- Set task
Rewrite the records from the line containing "Expected: for each instance of the spectator" through the end of the records, changing "spectator" to "bystander" and keeping everything else the same.

- Material supplied
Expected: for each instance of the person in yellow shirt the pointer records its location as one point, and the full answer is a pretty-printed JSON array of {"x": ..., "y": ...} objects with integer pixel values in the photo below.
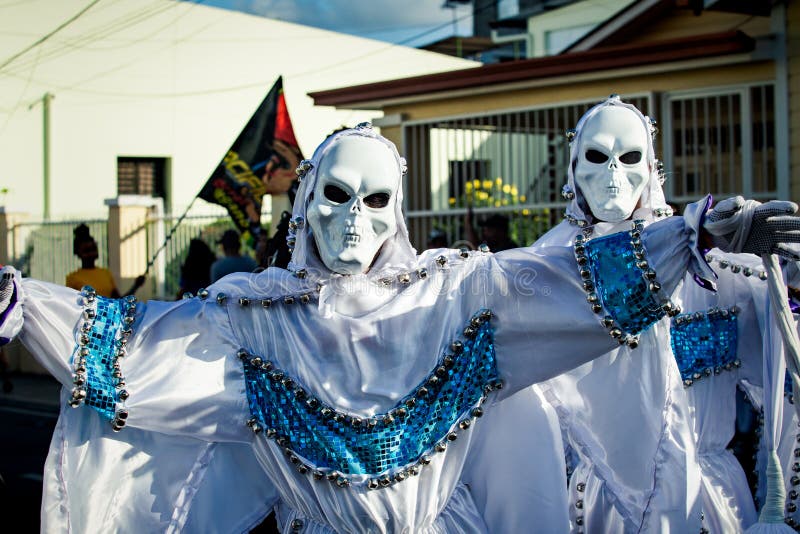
[{"x": 85, "y": 247}]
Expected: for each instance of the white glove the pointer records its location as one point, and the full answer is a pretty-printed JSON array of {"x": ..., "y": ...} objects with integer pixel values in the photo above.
[
  {"x": 749, "y": 226},
  {"x": 6, "y": 288}
]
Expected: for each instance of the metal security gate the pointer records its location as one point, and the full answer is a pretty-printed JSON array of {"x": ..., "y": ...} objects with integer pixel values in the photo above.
[
  {"x": 721, "y": 142},
  {"x": 514, "y": 163}
]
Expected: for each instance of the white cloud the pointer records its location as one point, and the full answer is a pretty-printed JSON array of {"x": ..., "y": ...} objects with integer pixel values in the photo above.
[{"x": 388, "y": 20}]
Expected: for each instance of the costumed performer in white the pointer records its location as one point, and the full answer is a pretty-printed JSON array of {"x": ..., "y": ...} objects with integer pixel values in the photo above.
[
  {"x": 356, "y": 375},
  {"x": 636, "y": 468},
  {"x": 690, "y": 482}
]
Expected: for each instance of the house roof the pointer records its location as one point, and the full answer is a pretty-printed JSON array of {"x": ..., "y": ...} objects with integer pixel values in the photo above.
[
  {"x": 621, "y": 24},
  {"x": 372, "y": 95}
]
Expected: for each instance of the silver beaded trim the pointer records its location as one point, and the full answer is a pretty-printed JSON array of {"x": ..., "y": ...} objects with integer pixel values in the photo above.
[
  {"x": 343, "y": 480},
  {"x": 580, "y": 487},
  {"x": 403, "y": 278},
  {"x": 649, "y": 274},
  {"x": 793, "y": 494},
  {"x": 580, "y": 223},
  {"x": 724, "y": 263},
  {"x": 78, "y": 397},
  {"x": 700, "y": 316}
]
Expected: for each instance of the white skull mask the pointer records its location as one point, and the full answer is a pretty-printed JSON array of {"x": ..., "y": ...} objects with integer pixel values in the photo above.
[
  {"x": 352, "y": 211},
  {"x": 611, "y": 168}
]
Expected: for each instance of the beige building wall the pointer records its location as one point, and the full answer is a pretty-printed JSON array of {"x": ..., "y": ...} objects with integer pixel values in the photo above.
[{"x": 578, "y": 88}]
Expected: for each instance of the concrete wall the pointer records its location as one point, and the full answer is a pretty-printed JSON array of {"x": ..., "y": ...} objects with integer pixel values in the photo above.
[{"x": 176, "y": 80}]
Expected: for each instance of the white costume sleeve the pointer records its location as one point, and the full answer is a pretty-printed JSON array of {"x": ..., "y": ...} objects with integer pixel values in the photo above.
[
  {"x": 544, "y": 310},
  {"x": 175, "y": 374}
]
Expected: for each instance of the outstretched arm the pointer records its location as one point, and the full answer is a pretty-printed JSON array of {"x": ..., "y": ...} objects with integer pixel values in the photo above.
[
  {"x": 161, "y": 366},
  {"x": 560, "y": 308}
]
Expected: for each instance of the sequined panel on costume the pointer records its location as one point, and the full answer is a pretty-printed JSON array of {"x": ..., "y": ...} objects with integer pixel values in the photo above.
[
  {"x": 705, "y": 343},
  {"x": 102, "y": 336},
  {"x": 620, "y": 282},
  {"x": 445, "y": 401}
]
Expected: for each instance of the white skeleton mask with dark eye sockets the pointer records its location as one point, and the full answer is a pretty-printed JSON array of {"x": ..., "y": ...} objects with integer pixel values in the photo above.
[
  {"x": 611, "y": 169},
  {"x": 351, "y": 214}
]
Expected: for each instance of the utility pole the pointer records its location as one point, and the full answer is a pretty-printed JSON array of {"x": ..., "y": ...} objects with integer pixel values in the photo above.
[{"x": 46, "y": 99}]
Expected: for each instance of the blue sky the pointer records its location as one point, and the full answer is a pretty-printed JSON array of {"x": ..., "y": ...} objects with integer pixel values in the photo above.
[{"x": 408, "y": 22}]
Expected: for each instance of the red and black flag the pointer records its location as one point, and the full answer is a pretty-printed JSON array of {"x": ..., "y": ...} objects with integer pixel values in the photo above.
[{"x": 261, "y": 161}]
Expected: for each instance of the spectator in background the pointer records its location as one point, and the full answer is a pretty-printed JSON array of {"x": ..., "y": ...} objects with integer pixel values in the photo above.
[
  {"x": 233, "y": 261},
  {"x": 494, "y": 232},
  {"x": 196, "y": 269},
  {"x": 437, "y": 239},
  {"x": 85, "y": 247}
]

- Response for this exercise
Expected: for each instance of the bystander in background the pointer records its location as one point, and the full answer is a pretty-printed JSON array of {"x": ..., "y": ...} objects with integer pixel values in the photo above.
[
  {"x": 233, "y": 261},
  {"x": 494, "y": 232},
  {"x": 196, "y": 269},
  {"x": 437, "y": 239},
  {"x": 85, "y": 247}
]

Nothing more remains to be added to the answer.